» Task to carry out:
Please arrange the lines below as a Markdown table with the columns "No." and "Line", starting with the line that contains "Locate the octagonal" and going on through the end of the rows. Number each line and leave out blank lines.

» Data:
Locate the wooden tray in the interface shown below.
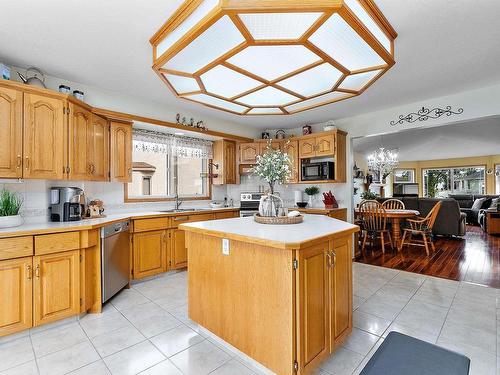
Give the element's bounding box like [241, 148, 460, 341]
[253, 214, 304, 225]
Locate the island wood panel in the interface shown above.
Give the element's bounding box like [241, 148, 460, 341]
[296, 242, 330, 372]
[0, 257, 33, 337]
[186, 231, 295, 374]
[0, 87, 23, 178]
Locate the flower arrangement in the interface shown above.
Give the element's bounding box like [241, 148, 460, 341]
[252, 140, 292, 194]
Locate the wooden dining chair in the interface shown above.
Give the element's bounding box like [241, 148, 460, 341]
[399, 202, 441, 255]
[359, 200, 394, 254]
[382, 198, 405, 210]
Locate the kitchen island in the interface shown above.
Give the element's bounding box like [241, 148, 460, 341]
[180, 215, 359, 375]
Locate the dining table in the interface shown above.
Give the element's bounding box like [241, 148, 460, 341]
[354, 208, 420, 248]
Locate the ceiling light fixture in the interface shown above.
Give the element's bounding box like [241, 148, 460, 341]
[150, 0, 397, 115]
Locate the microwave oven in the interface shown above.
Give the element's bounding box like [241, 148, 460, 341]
[302, 161, 335, 181]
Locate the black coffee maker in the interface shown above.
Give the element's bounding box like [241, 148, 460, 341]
[50, 187, 85, 221]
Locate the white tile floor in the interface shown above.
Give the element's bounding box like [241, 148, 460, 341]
[0, 263, 500, 375]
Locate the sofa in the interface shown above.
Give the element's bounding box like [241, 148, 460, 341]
[450, 194, 500, 229]
[377, 197, 467, 236]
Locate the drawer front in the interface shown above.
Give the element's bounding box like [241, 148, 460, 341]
[0, 236, 33, 260]
[35, 232, 80, 255]
[172, 213, 214, 228]
[134, 217, 170, 233]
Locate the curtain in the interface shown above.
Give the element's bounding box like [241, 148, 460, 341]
[133, 129, 213, 159]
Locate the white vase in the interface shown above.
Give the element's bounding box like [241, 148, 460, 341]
[0, 215, 24, 228]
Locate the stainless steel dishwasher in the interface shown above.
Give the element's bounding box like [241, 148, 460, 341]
[101, 221, 130, 303]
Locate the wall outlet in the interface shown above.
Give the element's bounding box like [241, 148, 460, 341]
[222, 238, 229, 255]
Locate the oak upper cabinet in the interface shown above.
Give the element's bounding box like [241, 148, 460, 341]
[68, 103, 92, 180]
[329, 237, 352, 350]
[0, 257, 33, 336]
[239, 142, 260, 164]
[299, 138, 316, 159]
[212, 140, 237, 185]
[316, 133, 335, 156]
[283, 141, 299, 184]
[0, 87, 23, 178]
[33, 250, 80, 326]
[297, 242, 330, 373]
[89, 114, 109, 181]
[110, 121, 132, 182]
[23, 93, 67, 180]
[132, 230, 168, 279]
[169, 229, 187, 269]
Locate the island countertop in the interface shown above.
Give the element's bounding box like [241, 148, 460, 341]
[180, 215, 359, 249]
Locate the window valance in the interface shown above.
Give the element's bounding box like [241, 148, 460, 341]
[133, 129, 213, 159]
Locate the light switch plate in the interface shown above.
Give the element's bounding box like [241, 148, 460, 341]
[222, 238, 229, 255]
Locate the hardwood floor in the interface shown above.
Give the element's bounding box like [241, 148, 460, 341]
[356, 226, 500, 288]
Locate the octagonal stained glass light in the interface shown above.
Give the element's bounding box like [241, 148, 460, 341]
[150, 0, 397, 115]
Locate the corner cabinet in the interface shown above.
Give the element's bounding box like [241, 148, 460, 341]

» Task result:
| No. | Line |
|---|---|
| 1 | Locate the octagonal stained glass light in the interface shown above. |
| 2 | Give the element's bounding box like [241, 148, 460, 341] |
| 3 | [150, 0, 397, 115] |
| 4 | Locate the corner cabinet in the interface shown above. |
| 5 | Give the element's bounding box like [241, 148, 460, 341] |